Evelyn Suart, Lady Harcourt (30 April 1881 – 26 October 1950) was an English pianist.

She was born in 1881 in Sindapore, India, the daughter of Brigadier-General W. H. Suart, and she spent some of her early childhood there. She also lived for periods in Gibraltar and England. Her piano studies were with Storck in Brussels, Raoul Pugno in Paris and Theodor Leschetizky in Vienna. She made six tours and appeared in Vienna, Brussels, London, and with the Berlin and Warsaw Philharmonic Orchestras. In London she often played at the St. James's Hall, under conductors such as Hans Richter and Sir Henry J. Wood, and appeared with violinists of the calibre of Eugène Ysaÿe and Karel Halíř, and other artists.

Her British premieres included the original version of Sergei Rachmaninoff's 1st Piano Concerto (under Wood, 4 October 1900), Max Reger's Violin Sonata No. 5 in F-sharp minor (with Halíř), and pieces by Debussy, Ravel, H. Balfour Gardiner, and most particularly Cyril Scott. She met Scott in 1902 and soon became his champion, frequently playing his works, and introducing him to his publisher, Elkin. Scott dedicated his Scherzo, Op. 25, to her.

▶ _Data section_
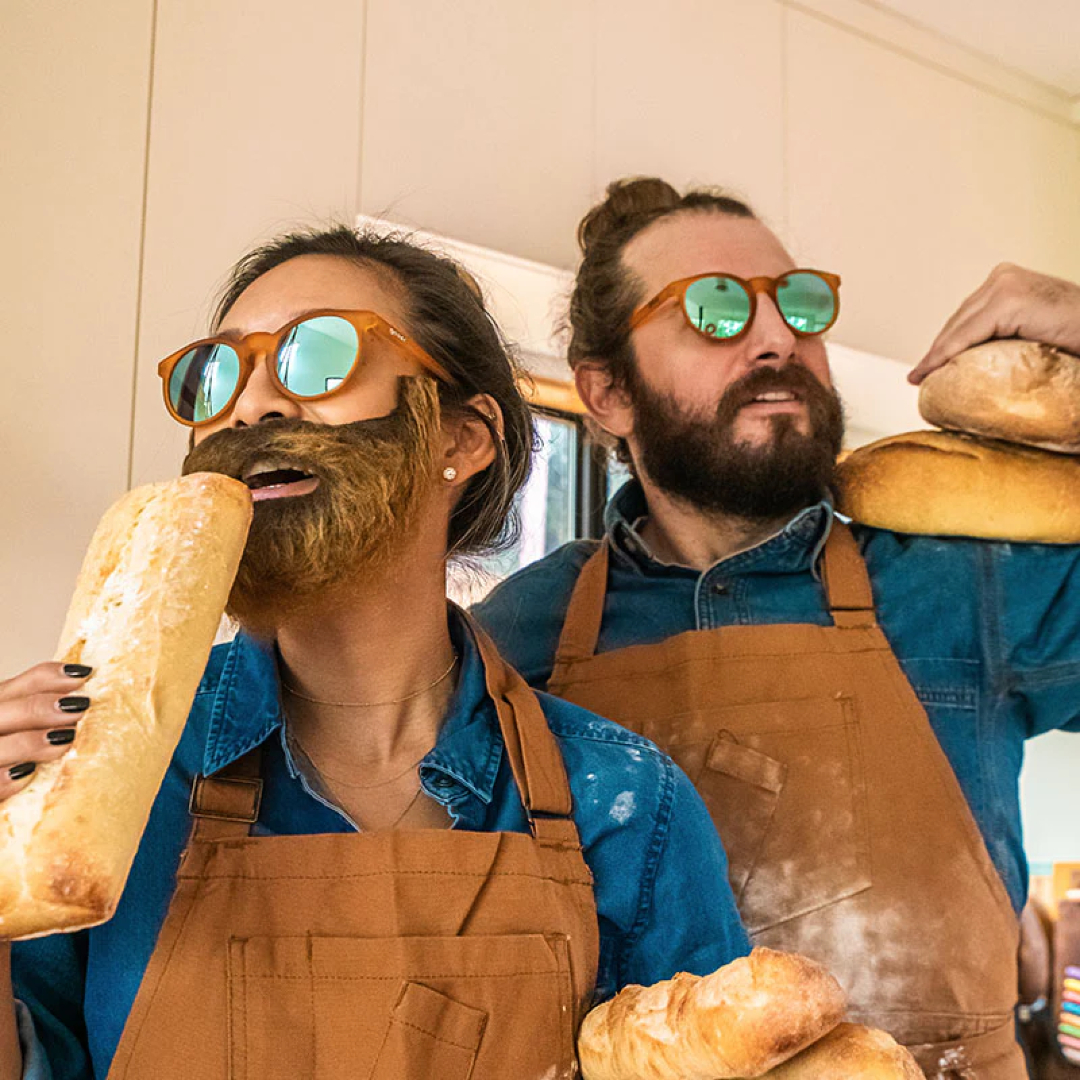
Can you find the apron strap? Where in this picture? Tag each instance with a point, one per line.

▶ _What needs to be done_
Pick up the passage on the pianist Evelyn Suart after its last sentence and keep it going. The listing has no connection to the text about Evelyn Suart.

▶ _Output of the task_
She was also a Christian Scientist, and interested in metaphysics. It was through her that Cyril Scott began his lifelong interest in such matters.

Evelyn Suart was a President of the Society of Women Musicians. She died in London in 1950.

==Private life==
In 1910, Evelyn Suart married Gerald Gould, an Irish-born civil servant with the Foreign Office, who died of typhoid fever in 1916. They had one son (also named Gerald Gould) and two daughters. The elder daughter Diana Gould became a noted ballerina and was the second wife of Yehudi Menuhin. The younger, Griselda, became the second wife of the pianist Louis Kentner.

Evelyn Suart had no time for her children, and had so little understanding of the world that Diana found it hard to imagine how she and her siblings had been conceived. She told Griselda, "Don't think of her as a mother, think of her as a fascinating woman".

In 1920 she married a second time, to a naval officer, Cecil Harcourt. He had a prominent career, rising to the rank of admiral in 1949. He was Head of the Military Government of Hong Kong in 1945–46, and became Second Sea Lord in 1948. He was knighted on 18 December 1945, and Evelyn Suart became Lady Harcourt.